What to work on: Update the lines between the one holding "I need help finding the window in" and the one holding "102 29 157 108", inclusive, putting "door" in place of "window" and changing nothing else. Give back only those lines.

begin Records provided

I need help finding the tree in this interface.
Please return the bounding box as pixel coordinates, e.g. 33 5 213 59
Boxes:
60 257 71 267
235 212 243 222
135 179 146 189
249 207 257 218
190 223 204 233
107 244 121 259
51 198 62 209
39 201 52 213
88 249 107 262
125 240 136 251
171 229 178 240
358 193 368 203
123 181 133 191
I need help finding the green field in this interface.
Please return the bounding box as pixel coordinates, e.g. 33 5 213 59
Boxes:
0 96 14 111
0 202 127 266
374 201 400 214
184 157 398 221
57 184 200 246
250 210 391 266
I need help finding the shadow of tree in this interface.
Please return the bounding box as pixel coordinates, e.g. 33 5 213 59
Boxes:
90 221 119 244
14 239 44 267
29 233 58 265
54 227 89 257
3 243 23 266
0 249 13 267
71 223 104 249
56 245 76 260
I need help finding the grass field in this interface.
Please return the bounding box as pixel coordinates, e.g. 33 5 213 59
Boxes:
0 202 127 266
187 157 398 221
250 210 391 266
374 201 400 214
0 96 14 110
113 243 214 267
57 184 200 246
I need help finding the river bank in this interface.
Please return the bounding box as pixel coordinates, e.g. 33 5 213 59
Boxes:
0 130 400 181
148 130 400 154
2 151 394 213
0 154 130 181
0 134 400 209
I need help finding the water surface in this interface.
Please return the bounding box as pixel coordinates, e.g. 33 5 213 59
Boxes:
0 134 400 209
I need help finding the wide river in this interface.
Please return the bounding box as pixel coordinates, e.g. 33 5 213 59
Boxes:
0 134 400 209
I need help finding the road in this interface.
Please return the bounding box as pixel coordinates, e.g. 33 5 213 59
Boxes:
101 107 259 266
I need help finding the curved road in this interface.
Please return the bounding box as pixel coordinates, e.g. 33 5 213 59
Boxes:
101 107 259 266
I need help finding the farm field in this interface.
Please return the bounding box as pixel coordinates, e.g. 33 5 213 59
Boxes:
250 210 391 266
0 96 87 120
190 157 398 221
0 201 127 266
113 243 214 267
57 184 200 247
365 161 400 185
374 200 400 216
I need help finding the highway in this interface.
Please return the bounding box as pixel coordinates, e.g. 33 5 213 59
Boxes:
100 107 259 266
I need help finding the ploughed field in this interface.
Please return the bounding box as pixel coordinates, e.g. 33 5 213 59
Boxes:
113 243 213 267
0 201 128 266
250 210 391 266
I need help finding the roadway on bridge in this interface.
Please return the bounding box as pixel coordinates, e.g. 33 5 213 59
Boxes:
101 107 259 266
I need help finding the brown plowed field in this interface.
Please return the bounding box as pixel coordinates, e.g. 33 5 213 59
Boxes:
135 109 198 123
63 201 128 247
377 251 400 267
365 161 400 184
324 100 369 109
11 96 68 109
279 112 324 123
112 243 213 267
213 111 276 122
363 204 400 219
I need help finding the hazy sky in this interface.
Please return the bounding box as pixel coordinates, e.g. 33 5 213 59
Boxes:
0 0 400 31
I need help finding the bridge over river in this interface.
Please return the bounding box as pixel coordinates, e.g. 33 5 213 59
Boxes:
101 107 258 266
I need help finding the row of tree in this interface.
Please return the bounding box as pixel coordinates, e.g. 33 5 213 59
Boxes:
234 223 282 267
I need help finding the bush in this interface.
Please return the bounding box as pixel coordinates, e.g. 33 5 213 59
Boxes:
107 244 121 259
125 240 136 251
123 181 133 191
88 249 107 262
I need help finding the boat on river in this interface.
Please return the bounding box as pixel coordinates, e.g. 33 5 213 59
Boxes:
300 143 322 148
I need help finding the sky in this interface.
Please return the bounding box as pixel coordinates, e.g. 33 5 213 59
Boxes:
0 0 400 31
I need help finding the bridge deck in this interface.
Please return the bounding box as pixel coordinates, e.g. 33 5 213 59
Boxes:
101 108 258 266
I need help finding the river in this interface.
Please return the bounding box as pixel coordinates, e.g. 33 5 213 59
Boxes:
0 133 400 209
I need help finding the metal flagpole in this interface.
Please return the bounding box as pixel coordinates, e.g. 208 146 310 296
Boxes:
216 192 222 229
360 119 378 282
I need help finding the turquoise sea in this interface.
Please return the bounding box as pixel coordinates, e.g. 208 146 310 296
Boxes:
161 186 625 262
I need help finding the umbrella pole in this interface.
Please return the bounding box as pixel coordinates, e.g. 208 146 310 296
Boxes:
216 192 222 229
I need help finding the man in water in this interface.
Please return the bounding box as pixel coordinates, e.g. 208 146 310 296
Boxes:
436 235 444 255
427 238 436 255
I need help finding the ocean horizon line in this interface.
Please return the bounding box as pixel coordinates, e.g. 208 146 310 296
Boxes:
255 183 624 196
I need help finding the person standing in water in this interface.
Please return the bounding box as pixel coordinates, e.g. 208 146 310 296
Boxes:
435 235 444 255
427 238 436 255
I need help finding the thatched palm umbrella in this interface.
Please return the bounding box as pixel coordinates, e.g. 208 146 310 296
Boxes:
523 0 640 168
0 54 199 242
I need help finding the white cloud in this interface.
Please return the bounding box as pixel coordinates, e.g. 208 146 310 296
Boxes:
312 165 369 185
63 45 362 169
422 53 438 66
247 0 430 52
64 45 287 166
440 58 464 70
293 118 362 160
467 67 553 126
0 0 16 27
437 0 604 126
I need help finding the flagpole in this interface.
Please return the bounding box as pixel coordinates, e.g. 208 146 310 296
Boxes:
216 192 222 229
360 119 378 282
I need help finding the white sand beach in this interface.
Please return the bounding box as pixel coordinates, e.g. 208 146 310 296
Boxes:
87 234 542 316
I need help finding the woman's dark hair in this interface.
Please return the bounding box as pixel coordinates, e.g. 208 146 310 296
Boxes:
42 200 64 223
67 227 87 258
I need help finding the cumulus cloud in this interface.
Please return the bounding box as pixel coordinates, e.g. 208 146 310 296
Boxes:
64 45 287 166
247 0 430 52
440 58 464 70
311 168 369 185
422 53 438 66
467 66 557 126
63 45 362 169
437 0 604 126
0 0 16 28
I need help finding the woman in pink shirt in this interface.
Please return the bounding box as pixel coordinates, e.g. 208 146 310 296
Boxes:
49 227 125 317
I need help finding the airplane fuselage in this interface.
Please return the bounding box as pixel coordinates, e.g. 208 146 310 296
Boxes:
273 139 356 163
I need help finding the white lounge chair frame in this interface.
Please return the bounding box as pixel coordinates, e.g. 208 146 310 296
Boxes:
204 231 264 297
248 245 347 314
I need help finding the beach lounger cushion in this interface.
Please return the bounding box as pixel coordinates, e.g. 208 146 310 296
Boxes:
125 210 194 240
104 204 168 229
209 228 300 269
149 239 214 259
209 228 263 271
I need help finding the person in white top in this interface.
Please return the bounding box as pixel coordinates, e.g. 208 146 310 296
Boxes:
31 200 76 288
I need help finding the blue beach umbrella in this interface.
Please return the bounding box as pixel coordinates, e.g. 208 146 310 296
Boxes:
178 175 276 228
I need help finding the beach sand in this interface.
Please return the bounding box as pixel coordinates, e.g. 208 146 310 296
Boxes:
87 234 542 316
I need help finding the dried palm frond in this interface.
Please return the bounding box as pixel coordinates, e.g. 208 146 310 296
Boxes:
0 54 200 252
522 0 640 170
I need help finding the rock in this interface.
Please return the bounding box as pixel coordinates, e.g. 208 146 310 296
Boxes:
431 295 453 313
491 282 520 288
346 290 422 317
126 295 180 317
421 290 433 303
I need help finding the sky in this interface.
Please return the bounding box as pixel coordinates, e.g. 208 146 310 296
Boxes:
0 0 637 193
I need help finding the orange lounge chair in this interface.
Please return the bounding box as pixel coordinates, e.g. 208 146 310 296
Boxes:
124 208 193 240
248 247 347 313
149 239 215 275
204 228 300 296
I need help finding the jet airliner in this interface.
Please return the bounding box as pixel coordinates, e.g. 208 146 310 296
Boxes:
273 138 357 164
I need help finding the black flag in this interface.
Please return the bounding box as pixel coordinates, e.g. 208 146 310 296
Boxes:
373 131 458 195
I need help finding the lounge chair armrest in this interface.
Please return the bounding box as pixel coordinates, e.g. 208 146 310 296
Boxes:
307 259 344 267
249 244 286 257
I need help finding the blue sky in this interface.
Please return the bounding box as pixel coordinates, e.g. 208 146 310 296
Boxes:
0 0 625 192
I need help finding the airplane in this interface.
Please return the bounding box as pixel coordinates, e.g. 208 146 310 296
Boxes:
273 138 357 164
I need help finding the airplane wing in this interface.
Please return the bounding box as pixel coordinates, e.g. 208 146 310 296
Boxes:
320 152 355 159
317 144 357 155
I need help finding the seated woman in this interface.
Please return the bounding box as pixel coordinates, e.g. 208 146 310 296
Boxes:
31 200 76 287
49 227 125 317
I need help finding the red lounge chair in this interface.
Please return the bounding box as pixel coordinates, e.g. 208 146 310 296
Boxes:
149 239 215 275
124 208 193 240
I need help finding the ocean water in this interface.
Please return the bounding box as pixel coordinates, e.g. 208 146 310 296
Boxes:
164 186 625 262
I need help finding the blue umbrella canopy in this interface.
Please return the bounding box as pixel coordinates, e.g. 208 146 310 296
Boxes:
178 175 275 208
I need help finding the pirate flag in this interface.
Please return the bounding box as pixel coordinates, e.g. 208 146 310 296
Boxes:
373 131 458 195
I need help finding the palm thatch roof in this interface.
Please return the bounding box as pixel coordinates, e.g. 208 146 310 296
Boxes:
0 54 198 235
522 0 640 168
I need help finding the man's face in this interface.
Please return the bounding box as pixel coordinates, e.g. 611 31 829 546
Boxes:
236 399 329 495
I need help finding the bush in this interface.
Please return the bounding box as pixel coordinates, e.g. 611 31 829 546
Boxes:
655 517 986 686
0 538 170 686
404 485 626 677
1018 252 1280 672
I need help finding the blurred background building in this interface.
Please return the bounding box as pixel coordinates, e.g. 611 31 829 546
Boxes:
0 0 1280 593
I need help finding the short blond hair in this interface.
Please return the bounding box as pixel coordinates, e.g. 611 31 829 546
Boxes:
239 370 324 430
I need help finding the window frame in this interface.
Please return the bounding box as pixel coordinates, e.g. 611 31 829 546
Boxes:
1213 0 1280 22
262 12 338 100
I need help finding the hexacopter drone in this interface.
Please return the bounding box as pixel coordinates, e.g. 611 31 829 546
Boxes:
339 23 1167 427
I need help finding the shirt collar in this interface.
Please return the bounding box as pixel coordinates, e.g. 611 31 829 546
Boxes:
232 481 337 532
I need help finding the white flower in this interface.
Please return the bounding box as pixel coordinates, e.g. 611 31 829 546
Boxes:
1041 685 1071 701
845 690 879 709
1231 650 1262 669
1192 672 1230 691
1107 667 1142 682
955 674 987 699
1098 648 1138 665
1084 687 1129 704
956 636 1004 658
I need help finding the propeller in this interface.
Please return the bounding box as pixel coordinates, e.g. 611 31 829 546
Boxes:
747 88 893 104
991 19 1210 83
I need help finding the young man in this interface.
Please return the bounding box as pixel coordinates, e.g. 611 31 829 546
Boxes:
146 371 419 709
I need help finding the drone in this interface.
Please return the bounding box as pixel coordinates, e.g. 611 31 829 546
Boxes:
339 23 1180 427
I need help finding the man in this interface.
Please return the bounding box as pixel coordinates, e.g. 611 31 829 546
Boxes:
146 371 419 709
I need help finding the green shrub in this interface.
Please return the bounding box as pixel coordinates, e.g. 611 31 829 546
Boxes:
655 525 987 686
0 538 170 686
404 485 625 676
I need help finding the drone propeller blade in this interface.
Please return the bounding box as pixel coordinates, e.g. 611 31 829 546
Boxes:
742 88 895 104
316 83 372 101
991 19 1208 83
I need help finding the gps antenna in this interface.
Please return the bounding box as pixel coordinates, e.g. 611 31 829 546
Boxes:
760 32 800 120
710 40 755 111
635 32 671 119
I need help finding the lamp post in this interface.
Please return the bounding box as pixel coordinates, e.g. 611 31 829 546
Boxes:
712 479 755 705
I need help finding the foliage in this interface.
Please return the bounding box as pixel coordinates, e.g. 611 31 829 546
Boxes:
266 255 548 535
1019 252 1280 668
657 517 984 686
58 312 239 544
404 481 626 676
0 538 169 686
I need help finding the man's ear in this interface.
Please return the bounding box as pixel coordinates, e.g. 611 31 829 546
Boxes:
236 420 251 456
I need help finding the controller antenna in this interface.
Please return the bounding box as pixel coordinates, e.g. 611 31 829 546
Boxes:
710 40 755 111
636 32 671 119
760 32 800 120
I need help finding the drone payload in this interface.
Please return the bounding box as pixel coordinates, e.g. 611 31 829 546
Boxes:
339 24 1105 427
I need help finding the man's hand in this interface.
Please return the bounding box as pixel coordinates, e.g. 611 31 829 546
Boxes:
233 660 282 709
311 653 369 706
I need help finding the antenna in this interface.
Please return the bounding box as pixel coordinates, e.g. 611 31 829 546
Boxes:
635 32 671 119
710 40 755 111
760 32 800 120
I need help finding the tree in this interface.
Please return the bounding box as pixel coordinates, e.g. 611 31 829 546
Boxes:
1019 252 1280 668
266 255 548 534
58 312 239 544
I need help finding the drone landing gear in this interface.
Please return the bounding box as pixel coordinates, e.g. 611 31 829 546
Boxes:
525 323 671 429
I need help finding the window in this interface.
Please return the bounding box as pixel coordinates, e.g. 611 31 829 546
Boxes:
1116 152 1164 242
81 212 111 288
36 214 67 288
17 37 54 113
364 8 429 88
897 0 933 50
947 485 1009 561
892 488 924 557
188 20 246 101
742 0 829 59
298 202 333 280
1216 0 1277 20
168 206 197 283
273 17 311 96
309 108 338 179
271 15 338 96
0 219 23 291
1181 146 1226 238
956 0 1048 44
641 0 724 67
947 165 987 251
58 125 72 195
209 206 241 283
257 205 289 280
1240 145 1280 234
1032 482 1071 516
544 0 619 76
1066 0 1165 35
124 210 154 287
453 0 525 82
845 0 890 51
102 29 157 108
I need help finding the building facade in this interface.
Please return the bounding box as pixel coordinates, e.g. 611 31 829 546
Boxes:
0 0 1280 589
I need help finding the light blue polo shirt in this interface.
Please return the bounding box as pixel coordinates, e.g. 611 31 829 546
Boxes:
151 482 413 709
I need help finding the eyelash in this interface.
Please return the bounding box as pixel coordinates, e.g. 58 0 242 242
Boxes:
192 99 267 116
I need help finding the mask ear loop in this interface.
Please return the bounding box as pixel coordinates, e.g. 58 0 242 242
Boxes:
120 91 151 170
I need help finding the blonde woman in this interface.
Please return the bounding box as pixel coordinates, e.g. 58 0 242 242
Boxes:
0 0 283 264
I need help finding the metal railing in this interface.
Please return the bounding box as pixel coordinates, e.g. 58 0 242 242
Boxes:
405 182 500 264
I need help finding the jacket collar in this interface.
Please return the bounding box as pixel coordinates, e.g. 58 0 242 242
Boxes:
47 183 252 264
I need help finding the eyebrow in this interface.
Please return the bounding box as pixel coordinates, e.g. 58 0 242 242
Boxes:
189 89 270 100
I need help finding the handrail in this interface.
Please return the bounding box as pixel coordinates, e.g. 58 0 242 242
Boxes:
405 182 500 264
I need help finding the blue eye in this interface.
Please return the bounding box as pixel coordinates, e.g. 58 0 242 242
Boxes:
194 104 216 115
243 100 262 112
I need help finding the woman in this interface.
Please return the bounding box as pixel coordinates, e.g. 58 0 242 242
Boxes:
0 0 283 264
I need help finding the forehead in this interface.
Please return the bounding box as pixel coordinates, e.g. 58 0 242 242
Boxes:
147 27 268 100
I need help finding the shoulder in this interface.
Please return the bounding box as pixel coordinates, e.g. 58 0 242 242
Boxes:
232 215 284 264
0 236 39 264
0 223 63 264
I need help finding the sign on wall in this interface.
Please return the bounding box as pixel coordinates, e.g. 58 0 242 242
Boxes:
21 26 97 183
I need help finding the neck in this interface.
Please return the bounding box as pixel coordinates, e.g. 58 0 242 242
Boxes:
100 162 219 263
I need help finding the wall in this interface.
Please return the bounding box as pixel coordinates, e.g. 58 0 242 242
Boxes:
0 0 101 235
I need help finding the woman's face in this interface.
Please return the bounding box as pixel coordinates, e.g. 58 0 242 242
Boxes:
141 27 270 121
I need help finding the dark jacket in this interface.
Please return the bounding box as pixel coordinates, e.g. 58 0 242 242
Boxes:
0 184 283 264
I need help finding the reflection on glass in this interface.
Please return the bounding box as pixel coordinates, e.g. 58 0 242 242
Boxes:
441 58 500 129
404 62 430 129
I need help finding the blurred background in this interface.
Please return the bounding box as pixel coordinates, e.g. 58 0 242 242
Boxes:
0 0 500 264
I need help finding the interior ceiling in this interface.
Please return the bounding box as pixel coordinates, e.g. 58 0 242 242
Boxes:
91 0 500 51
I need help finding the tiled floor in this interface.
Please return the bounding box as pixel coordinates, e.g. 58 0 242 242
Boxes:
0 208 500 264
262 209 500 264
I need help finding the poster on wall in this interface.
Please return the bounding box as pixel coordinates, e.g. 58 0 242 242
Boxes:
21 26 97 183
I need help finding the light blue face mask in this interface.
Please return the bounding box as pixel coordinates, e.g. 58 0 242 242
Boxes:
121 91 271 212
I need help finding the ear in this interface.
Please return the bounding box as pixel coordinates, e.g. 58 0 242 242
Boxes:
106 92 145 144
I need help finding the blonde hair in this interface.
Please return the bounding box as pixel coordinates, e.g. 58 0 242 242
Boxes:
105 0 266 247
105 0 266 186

end Records provided

Complete output:
I need help finding the door in this interface.
Please return the bounding box as pixel coordinates, e.g. 611 31 829 546
Boxes:
1116 152 1164 242
81 212 111 288
36 214 67 288
17 37 54 113
364 8 429 88
897 0 933 50
947 485 1009 561
892 488 924 557
188 20 246 101
742 0 829 59
298 202 333 280
1216 0 1277 20
168 206 197 283
273 17 311 96
309 108 338 179
271 15 338 96
0 219 23 291
1181 146 1226 238
956 0 1048 44
641 0 724 67
947 165 987 251
58 125 72 195
209 206 241 283
257 205 289 280
1240 145 1280 234
1032 482 1071 516
544 0 619 76
1066 0 1165 35
124 210 154 287
453 0 525 82
845 0 890 51
102 29 157 108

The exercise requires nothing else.